Stated task 1 :: Copy the passage of the forum thread on simulations that stall between batches verbatim, from "It appears my" to "problem to hang?".
Stated task 2 :: Reproduce verbatim the lines of the entries from the line with "# test: pointer marks one dot per instance of the still" to the line with "(1200, 269)", including both of those lines, and nothing else.

Selected extract ::
········
Simulation gets "stuck" between batches

Hi all, I am having an issue where OpenMC simulations get “stuck” between batches (e.g. it completes N of N+M batches and then never makes further process). When it gets stuck, each MPI process sits using 100% of a single thread, when running an actual batch I have it configured with OpenMP to run 24 threads per MPI process. A problem file seems to always get stuck on the same batch number. Running the problem with fewer total particles (less than the point it gets stuck) completes successfully.

It appears my problem is similar, or possibly identical, to these two threads:

in which it sounded like this was an issue with the tracklength tally estimator. Changing to a collision estimator is not a good solution for my problem, I think, as I have significant vacuum/void regions. I will try changing the tally dimensions to see if I can work around it, but I wanted to ask if there has been any progress on this bug? And if I need to change tally dimensions, does anyone have an understanding of what causes the problem to hang?
········
Entries shown ::
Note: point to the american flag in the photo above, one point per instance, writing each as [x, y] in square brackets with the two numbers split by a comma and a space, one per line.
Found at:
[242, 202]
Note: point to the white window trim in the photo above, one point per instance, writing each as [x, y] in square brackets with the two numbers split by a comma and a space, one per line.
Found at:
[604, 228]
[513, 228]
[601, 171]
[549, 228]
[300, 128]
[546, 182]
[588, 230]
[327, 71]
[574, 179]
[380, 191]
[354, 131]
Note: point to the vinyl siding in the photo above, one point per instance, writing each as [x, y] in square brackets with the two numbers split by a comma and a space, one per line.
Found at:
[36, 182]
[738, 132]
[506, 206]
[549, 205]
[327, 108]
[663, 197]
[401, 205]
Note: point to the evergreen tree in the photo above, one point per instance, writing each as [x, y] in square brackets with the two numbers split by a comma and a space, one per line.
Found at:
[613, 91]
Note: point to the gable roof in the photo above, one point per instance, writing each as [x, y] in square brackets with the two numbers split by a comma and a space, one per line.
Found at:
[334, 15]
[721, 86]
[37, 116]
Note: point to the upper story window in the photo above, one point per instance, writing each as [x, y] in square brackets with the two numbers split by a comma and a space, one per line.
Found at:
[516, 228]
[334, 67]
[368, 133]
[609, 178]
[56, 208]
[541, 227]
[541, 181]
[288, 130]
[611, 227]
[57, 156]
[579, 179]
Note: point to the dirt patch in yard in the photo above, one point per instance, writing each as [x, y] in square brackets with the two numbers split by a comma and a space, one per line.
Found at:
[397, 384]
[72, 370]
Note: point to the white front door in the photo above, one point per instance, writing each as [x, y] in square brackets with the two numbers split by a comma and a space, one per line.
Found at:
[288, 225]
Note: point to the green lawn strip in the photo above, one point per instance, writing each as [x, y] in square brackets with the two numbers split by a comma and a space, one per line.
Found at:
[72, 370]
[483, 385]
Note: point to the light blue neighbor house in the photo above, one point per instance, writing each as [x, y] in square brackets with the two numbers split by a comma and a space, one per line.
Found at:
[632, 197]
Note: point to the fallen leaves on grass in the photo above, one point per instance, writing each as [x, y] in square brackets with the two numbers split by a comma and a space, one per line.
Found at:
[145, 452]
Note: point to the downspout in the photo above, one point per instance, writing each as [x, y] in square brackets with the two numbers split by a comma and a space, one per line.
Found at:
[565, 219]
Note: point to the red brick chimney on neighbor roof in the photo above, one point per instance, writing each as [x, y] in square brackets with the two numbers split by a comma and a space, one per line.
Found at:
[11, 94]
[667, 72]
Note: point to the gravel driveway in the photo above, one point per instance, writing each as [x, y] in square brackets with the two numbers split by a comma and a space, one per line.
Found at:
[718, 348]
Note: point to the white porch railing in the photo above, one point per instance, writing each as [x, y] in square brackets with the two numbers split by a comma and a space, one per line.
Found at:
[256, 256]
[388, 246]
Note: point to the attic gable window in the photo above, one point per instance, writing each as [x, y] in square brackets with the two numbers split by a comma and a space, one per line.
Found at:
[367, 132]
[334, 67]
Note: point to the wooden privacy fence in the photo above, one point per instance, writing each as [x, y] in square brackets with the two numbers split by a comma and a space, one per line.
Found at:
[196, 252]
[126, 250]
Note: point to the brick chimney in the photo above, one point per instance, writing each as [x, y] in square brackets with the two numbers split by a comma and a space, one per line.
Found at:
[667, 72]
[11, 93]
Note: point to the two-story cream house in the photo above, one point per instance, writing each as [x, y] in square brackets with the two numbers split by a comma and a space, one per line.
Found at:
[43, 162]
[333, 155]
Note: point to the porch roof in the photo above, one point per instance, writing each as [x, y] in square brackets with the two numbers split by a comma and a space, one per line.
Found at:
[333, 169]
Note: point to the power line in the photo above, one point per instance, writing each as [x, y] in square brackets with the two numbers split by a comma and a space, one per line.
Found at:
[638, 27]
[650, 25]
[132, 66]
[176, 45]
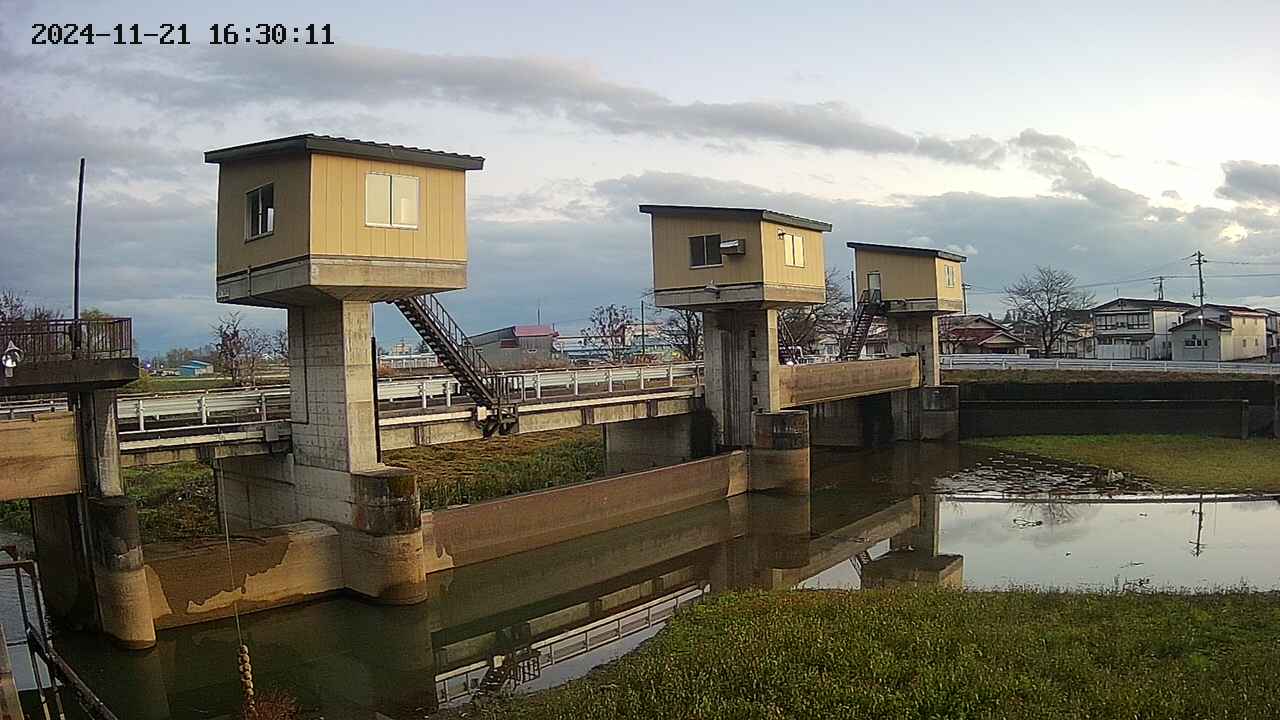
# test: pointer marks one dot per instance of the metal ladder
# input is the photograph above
(40, 647)
(868, 310)
(461, 359)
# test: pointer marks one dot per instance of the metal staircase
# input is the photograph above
(462, 359)
(868, 309)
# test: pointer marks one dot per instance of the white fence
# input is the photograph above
(265, 404)
(1023, 363)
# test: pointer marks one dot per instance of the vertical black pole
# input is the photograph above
(80, 208)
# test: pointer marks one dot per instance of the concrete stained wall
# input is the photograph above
(1261, 395)
(1220, 418)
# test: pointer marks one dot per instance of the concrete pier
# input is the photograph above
(741, 355)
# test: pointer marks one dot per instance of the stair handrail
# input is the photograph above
(452, 333)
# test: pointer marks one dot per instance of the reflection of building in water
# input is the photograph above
(526, 619)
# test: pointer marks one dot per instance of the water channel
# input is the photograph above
(950, 515)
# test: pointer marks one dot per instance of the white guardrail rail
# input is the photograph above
(263, 404)
(1024, 363)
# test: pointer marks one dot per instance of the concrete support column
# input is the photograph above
(741, 355)
(123, 600)
(100, 442)
(330, 378)
(917, 333)
(780, 452)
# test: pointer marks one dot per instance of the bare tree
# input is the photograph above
(256, 345)
(280, 343)
(607, 329)
(804, 326)
(1050, 301)
(229, 345)
(684, 331)
(14, 306)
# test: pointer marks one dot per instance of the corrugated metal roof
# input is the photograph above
(312, 142)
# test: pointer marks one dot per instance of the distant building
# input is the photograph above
(195, 369)
(1129, 328)
(519, 346)
(977, 335)
(1225, 333)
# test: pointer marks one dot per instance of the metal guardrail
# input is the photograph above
(1023, 363)
(64, 340)
(220, 406)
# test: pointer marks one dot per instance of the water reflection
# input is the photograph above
(931, 514)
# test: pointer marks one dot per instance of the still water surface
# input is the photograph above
(910, 514)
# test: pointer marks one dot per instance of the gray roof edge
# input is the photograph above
(754, 213)
(909, 250)
(350, 147)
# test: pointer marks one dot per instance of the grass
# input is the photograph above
(932, 654)
(1185, 463)
(176, 501)
(969, 377)
(470, 472)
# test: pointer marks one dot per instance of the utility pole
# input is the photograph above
(80, 208)
(1200, 269)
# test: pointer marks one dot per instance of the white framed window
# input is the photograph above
(391, 201)
(260, 212)
(704, 251)
(792, 250)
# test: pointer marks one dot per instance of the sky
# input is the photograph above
(1111, 140)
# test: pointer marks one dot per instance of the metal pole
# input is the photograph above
(373, 355)
(80, 208)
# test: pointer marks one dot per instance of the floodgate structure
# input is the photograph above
(323, 228)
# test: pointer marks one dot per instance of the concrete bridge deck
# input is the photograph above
(558, 400)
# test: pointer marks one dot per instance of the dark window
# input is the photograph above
(260, 212)
(704, 250)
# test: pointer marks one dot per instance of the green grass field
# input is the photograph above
(915, 655)
(1184, 463)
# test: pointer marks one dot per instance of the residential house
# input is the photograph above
(1221, 333)
(1272, 335)
(1129, 328)
(519, 346)
(195, 369)
(977, 335)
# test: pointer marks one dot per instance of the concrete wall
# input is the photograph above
(826, 382)
(1261, 395)
(270, 568)
(496, 528)
(656, 442)
(1220, 418)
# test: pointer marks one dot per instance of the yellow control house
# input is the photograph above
(909, 279)
(310, 217)
(707, 258)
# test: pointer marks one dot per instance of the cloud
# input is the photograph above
(379, 78)
(1033, 140)
(1251, 182)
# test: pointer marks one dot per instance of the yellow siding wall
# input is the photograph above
(1252, 331)
(338, 212)
(291, 178)
(955, 292)
(903, 277)
(671, 253)
(777, 272)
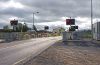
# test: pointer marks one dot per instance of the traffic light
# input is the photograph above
(71, 29)
(46, 27)
(13, 22)
(70, 21)
(76, 27)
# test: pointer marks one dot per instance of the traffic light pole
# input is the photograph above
(92, 18)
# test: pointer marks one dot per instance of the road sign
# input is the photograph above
(70, 21)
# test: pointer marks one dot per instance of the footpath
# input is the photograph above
(69, 53)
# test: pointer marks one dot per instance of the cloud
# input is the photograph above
(50, 11)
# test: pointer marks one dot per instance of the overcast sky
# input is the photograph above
(51, 12)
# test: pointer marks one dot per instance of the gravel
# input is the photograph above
(69, 53)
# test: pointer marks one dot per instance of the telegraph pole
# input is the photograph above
(92, 18)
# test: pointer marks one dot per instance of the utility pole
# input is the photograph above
(34, 28)
(92, 18)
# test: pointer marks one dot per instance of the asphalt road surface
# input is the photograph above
(19, 51)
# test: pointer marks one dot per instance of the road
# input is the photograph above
(17, 52)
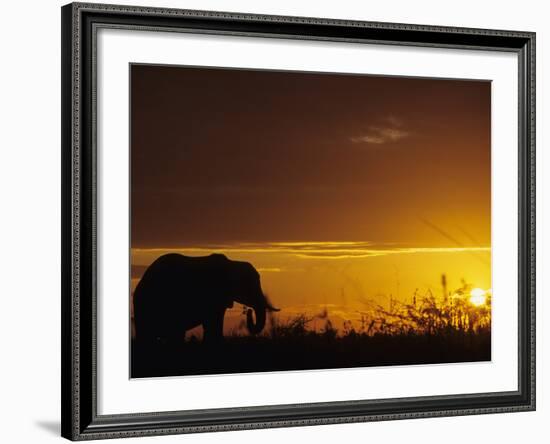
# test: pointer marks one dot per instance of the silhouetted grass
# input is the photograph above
(426, 331)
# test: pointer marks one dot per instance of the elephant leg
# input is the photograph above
(213, 327)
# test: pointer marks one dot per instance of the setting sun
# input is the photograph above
(477, 297)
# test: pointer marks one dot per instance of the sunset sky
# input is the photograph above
(339, 189)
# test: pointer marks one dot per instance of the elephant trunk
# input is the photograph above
(255, 327)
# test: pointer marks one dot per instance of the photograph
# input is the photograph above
(292, 220)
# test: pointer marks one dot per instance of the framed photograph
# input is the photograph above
(281, 221)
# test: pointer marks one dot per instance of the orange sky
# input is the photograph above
(337, 188)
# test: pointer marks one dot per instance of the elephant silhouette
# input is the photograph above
(177, 293)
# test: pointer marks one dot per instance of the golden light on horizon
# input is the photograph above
(478, 297)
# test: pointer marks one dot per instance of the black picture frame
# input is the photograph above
(79, 384)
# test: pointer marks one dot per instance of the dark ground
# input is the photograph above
(243, 354)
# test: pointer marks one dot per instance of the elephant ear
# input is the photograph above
(221, 265)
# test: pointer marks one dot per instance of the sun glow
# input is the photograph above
(477, 297)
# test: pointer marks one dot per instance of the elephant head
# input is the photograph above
(248, 291)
········
Full answer 1 ::
It appears my problem is similar, or possibly identical, to these two threads:

in which it sounded like this was an issue with the tracklength tally estimator. Changing to a collision estimator is not a good solution for my problem, I think, as I have significant vacuum/void regions. I will try changing the tally dimensions to see if I can work around it, but I wanted to ask if there has been any progress on this bug? And if I need to change tally dimensions, does anyone have an understanding of what causes the problem to hang?

Full answer 2 ::
# test: pointer marks one dot per instance of the still water surface
# input is the photograph above
(910, 514)
# test: pointer marks one dot per instance of the gray roof edge
# input is the photograph above
(754, 213)
(909, 250)
(350, 147)
# test: pointer marks one dot per instance of the grass
# input is the photograph above
(932, 654)
(1185, 463)
(176, 501)
(969, 377)
(470, 472)
# test: pointer marks one dot per instance of the utility pole
# input is the photograph above
(80, 208)
(1200, 269)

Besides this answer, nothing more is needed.